THE TASK
What you produce should be every line from the data that includes "pixels".

THE DATA
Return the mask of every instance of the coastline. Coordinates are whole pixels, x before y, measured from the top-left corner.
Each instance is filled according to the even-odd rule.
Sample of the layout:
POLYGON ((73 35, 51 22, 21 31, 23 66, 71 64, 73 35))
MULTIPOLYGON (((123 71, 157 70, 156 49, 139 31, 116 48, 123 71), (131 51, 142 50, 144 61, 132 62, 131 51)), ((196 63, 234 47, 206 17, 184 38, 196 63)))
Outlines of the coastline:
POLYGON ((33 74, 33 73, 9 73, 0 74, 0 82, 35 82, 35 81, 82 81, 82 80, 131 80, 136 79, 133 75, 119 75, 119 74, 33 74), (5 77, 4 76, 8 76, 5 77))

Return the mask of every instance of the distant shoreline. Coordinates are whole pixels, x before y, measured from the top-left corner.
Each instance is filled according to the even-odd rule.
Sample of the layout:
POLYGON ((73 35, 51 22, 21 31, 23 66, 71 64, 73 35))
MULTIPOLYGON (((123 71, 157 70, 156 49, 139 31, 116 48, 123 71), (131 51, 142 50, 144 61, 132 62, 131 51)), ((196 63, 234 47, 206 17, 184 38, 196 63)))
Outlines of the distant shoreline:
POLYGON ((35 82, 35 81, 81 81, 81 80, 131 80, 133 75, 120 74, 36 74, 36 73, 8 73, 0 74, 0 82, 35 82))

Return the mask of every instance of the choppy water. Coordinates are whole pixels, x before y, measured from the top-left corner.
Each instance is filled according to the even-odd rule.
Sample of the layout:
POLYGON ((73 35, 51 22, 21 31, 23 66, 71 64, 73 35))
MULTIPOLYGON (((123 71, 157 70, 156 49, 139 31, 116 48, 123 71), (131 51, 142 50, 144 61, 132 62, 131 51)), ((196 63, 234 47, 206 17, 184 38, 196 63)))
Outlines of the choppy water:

ANSWER FOR THIS EXERCISE
Return the mask of every instance of the coastline. Coordinates are whole pixels, x before y, measured from the top-left corner.
Return the mask of every instance of the distant shoreline. Coordinates are whole pixels, x before y, measured from the top-left corner.
Return the mask of every instance of the choppy water. Coordinates are whole pixels, x before y, measured from the top-left corner.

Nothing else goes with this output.